→ **Selected text**
---*---

By using an even higher number of data points an even more reliable classification may be obtained. Thus, in yet a further embodiment the invention relates to a method for assisting in determining whether a sample is an invasive ductal carcinoma or a normal sample, wherein the methylation is determined for at least 10 sequences selected from the group consisting of: SEQ ID NO: 15 (DUS4L), 27 (SLC17A5), 21 (NR4A2), 20 (NCKIPSD), 57 (PARK2), 2 (CYP26A1), 44(DDB1), 58(PDE4DIP), 14(DAP), 29 (TBX3), 19 (LRP5), 16 (GULP1), 64 (TJP1), 25 (PDE6A), 67 (ZCSL2), 22 (NUP93), 12 (CR596143), 24 (PCGF2), 3 (SNRPF), 18 (L0051057), and 8 (C10orf11). SEQ ID NO. 27, 21, 20, 57, 2, 44, 53, 58, 23, 14, 1, 30, 5, 13, 68, 11, 28, 17, 62, 42, 36, 50, 35, 58, 59, 32, 29, 69, 38, 37, 49, 54, 31, 56, 40, 61, 48, 43, 46, 26, 41, 55, (corresponding to genes: DUS4L, SLC17A5, NR4A2, NCKIPSD, DKFZp7621137, CYP26A1, DDB1, LOC440925, PDE4DIP, OTX1, DAP, BDNF, TRUB2, AB032945, CYP39A1, ZDHHC20, CEP350, SMARCA2, HADHA, SYK, CHD2, ANKHD1, GADD45A, ALG2, PDE4DIP, POLI, ACBD3, TBX3, ZHX2, APOLD1, ANKMY2, FLYWCH1, MALT1, UCK2

NPY1R, BC040897, SIX3, FLRT2, CPEB1, FAM70B, RBPMS2, C6orf155 MORC2) are likely to be more methylated in an IDC sample than in a normal sample and SEQ ID NO 9, 34, 7, 51, 47, 63, 65, 66, 52, 19, 6, 33, 16, 64, 25, 67, 22, 12, 24, 3, 18, 8 (corresponding to genes: PSMB7, C1QTNF8, C17orf41, BC005991, GPR89A, FBXL10, TES, TNFRSF13B, TTC23, HAND2, LRP5, ASNSD1, ACSL3, GULP1, TJP1, PDE6A, ZCSL2, NUP93, CR596143, PCGF2, SNRPF, L0051057, C10orf11) are likely to be less methylated in an IDC sample than in a normal sample.

Pathways

Thus, in yet an embodiment the invention relates to a method for assisting in determining whether a sample is an invasive ductal carcinoma or a normal sample, wherein the methylation status is determined for at least PCNA, CCND1 MAPK1, SYK (SEQ ID NO 71, 72, 73, 74, 62), BCL2L1, ERBB4 and PARK2 (SEQ ID NO 73,78,79-82, 57), ETS1 and AHR (SEQ ID NO: 75, 76).

SEQ ID NO 73, 74, 62, 57, 78 are likely to be more methylated in an IDC sample than in a normal sample and SEQ ID NO 71, 72, 75, 76, 79, 80, 81, 82 are likely to be less methylated in an IDC sample than in a normal sample.

Determination of Methylation Status

The methylation status of a sample may be determined by different means. Thus, in an embodiment the methylation status is determined by means of one or more of the methods selected form the group of,

a. bisulfite sequencing

b. pyrosequencing

c. methylation-sensitive single-strand conformation analysis(MS-SSCA)

d. high resolution melting analysis (HRM)

e. methylation-sensitive single nucleotide primer extension (MS-SnuPE)

---*---

Collected data entries:

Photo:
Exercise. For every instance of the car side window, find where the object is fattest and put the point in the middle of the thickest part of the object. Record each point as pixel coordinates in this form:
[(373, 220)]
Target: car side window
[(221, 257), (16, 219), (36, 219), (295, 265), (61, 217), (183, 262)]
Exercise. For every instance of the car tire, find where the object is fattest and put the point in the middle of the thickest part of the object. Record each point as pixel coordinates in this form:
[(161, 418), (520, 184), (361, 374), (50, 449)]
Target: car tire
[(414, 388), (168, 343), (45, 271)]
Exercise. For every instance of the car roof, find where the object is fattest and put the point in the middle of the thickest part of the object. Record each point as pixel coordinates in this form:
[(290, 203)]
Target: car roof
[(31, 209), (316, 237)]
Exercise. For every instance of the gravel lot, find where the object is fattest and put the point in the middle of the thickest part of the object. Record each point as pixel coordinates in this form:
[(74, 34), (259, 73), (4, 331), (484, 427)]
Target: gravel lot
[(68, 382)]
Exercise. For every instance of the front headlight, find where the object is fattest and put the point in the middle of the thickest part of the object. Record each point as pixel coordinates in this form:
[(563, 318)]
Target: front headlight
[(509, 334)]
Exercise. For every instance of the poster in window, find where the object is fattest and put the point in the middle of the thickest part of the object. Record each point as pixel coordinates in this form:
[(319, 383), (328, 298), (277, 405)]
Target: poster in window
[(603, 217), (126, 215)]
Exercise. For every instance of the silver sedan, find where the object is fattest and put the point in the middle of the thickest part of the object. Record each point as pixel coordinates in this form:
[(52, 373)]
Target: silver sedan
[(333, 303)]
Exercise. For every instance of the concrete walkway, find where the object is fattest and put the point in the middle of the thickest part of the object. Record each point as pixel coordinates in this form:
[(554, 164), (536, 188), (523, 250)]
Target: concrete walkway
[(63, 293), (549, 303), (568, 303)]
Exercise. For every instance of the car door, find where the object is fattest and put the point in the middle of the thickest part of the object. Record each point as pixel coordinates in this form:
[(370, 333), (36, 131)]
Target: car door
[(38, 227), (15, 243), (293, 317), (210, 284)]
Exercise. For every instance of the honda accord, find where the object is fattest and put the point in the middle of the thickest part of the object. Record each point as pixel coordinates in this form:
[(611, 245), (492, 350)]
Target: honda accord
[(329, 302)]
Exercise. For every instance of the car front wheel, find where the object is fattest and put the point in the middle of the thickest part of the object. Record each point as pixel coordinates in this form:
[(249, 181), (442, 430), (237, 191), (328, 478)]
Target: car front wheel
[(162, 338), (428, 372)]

---*---

→ **Tasks to carry out**
[A] Repeat the methylation passage from "Determination of Methylation" to "melting analysis (HRM)".
[B] In the methylation passage's list of methods, which method is abbreviated MS-SSCA?
[C] Write the next part of the methylation passage, picking up right after its last listed method.
You won't need the material for any of this.

→ **Answers by task**
[A]
Determination of Methylation Status

The methylation status of a sample may be determined by different means. Thus, in an embodiment the methylation status is determined by means of one or more of the methods selected form the group of,

a. bisulfite sequencing

b. pyrosequencing

c. methylation-sensitive single-strand conformation analysis(MS-SSCA)

d. high resolution melting analysis (HRM)

[B] Methylation-sensitive single-strand conformation analysis.

[C]
f. base-specific cleavage/MALDI-TOF

g. methylation-specific PCR (MSP)

h. microarray-based methods and

i. msp I cleavage.

j. Methylation sensitive sequencing

In addition to the described method in our patent disclosure, there is a variety of methods for determining the methylation status of a DNA molecule. It is preferred that the methylation status is determined by means of one or more of the methods selected form the group of, 10arkinson sequencing, methylation-sensitive single-strand conformation analysis(MS-SSCA), high resolution melting analysis (HRM), methylation-sensitive single nucleotide primer extension (MS-SnuPE), base-specific cleavage/MALDI-TOF, methylation-specific PCR (MSP), methyl-binding protein immunoprecipitation, microarray-based methods, enzymatic assays involving McrBc and other enzymes such as Msp I. An overview of the known methods of detecting 5-methylcytosine may be found from the following review paper: Rein, T., DePamphilis, M. L., Zorbas, H., Nucleic Acids Res. 1998, 26, 2255. Further methods are disclosed in US 2006/0292564A1.

Sample Type

The samples according to the invention may be obtained from different types of sample material. Thus, in an embodiment the sample to be analyzed is from a tissue type selected from the group of tissues such as, a tissue biopsy from the tissue to be analyzed, tumor tissue, body fluids, blood, serum, saliva and urine. In a specific embodiment the sample is tissue biopsy such as a breast tissue biopsy. In another embodiment the sample is provided from a human, more specifically the subject is a female.

Prediction of the Therapeutic Response

The methods according to the invention may also be used for evaluate the efficiency of a treatment. Thus in an embodiment the methylation pattern obtained, is used to predict the therapeutic response to the treatment of a breast cancer. This may be done by measuring the methylation pattern before or after a treatment is initiated or during a treatment. Thus, it may be possible to determine whether the subject receives correct treatment.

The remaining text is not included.